Öte yandan, bir anda dünya medyasında odak haline gelen Prof. Dr Uğur Şahin ve Prof. Dr. Özlem Türeci'nin, ürettikleri aşıyı yaptırıp yaptırmadıkları merak konusu oldu.
Pfizer ile ürettikleri aşının BioNTech şirketi çalışanlarına yapılıp yapılmadığına ilişkin sorusuna Şahin-Türeci çifti "Henüz değil" yanıtını verdi. "Klinik düzenlemelerden dolayı aşı yaptırmamıza izin verilmiyor" diyen Şahin, "Aşı şu anda sadece klinik deneyler dahilinde uygulanabiliyor. Ve klinik denemelere şirket çalışanlarının katılmasına izin verilmiyor. Yani bu, aşıya diğer insanların da erişimi olduğunda bizim de erişebileceğimiz anlamına geliyor" diye konuştu.

§ Sağlanan kayıtlar
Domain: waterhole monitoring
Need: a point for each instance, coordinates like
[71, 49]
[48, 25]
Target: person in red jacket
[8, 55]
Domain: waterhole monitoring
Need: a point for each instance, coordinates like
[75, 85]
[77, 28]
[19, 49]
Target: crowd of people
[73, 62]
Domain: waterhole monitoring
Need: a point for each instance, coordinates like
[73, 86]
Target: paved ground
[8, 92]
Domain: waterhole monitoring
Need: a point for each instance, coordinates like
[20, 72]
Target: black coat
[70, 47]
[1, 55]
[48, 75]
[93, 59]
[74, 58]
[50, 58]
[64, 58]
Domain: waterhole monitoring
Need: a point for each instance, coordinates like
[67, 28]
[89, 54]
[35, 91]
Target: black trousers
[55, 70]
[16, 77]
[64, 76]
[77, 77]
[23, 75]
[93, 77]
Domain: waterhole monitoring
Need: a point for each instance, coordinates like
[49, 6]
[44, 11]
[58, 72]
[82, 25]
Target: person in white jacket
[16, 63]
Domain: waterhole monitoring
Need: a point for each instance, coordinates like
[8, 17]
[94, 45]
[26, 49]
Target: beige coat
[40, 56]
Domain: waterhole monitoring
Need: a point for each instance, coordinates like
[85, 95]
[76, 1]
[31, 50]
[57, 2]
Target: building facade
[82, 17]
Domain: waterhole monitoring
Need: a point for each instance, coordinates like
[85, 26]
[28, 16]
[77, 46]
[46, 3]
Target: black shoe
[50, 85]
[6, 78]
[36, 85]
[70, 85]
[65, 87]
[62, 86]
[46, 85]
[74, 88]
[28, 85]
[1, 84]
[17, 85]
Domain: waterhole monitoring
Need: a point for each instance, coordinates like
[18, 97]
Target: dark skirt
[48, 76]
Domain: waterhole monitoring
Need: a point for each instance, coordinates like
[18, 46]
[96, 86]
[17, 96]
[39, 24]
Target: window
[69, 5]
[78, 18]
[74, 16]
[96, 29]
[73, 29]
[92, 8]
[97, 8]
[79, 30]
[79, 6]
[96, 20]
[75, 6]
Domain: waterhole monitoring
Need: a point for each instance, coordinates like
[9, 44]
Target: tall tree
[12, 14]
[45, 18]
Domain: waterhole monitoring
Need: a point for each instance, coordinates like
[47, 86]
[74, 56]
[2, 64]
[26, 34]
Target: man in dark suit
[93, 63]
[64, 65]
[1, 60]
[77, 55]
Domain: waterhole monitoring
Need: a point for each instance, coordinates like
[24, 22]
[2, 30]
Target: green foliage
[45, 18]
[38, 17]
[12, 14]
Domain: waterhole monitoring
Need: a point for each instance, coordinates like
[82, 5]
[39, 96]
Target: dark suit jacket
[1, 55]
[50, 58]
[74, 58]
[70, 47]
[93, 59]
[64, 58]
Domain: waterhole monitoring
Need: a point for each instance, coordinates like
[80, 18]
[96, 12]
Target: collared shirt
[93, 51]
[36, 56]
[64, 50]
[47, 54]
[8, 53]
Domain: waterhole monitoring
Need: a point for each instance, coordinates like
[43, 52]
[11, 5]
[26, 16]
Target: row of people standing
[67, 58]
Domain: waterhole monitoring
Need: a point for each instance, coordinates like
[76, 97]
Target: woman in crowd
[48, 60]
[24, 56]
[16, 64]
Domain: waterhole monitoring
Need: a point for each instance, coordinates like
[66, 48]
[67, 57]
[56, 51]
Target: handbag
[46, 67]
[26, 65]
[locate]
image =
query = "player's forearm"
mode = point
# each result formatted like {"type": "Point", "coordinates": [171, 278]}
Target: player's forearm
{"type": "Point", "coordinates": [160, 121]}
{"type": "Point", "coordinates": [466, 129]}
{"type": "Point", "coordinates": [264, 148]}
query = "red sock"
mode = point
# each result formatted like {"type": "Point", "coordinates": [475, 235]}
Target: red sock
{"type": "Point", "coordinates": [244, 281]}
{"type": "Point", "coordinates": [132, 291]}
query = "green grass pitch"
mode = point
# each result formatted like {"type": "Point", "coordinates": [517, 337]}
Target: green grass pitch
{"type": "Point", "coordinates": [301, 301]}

§ Sorular ve görevler
(1) Aşı haberine göre aşağıdaki ifadelerin her biri doğru mu? Her biri için evet ya da hayır deyin ve kararı belirleyen sözleri haberden aynen aktarın.
(a) Şahin ve Türeci aşıyı henüz yaptırmamıştır.
(b) Aşı şu anda klinik deneylerin dışında da uygulanabilmektedir.
(c) Şirket çalışanları klinik denemelere katılabilmektedir.
(2) Aşı haberini kaldığı yerden sürdürün.

§ Çözümlü görevler
(1)
(a) Evet: "Henüz değil"
(b) Hayır: "Aşı şu anda sadece klinik deneyler dahilinde uygulanabiliyor."
(c) Hayır: "Ve klinik denemelere şirket çalışanlarının katılmasına izin verilmiyor."

(2)
Dünyanın dikkatle izlediği iki bilim insanının Türk kökenli olmasına ilişkin yöneltilen soruya ise Uğur Şahin şöyle yanıt verdi: "Evet, bir taraftan bizim yaşamlarımızın başkaca insanlara ilham vermesini tamamıyla anlıyorum. Sadece göçmenlere ilişkin de değil. Aşının Almanya'da üretilmesiyle de ilgili. Yani, insanlar bu Alman aşısı olduğu için gurur duyuyor, ya da bu aşı Türkiye'den gelen insanlar tarafından yapıldı. Sanıyorum ki tüm bu olumlu duygular tamamıyla güzel. İnsanlara ilham verebiliyorsak, bu iyi bir şey"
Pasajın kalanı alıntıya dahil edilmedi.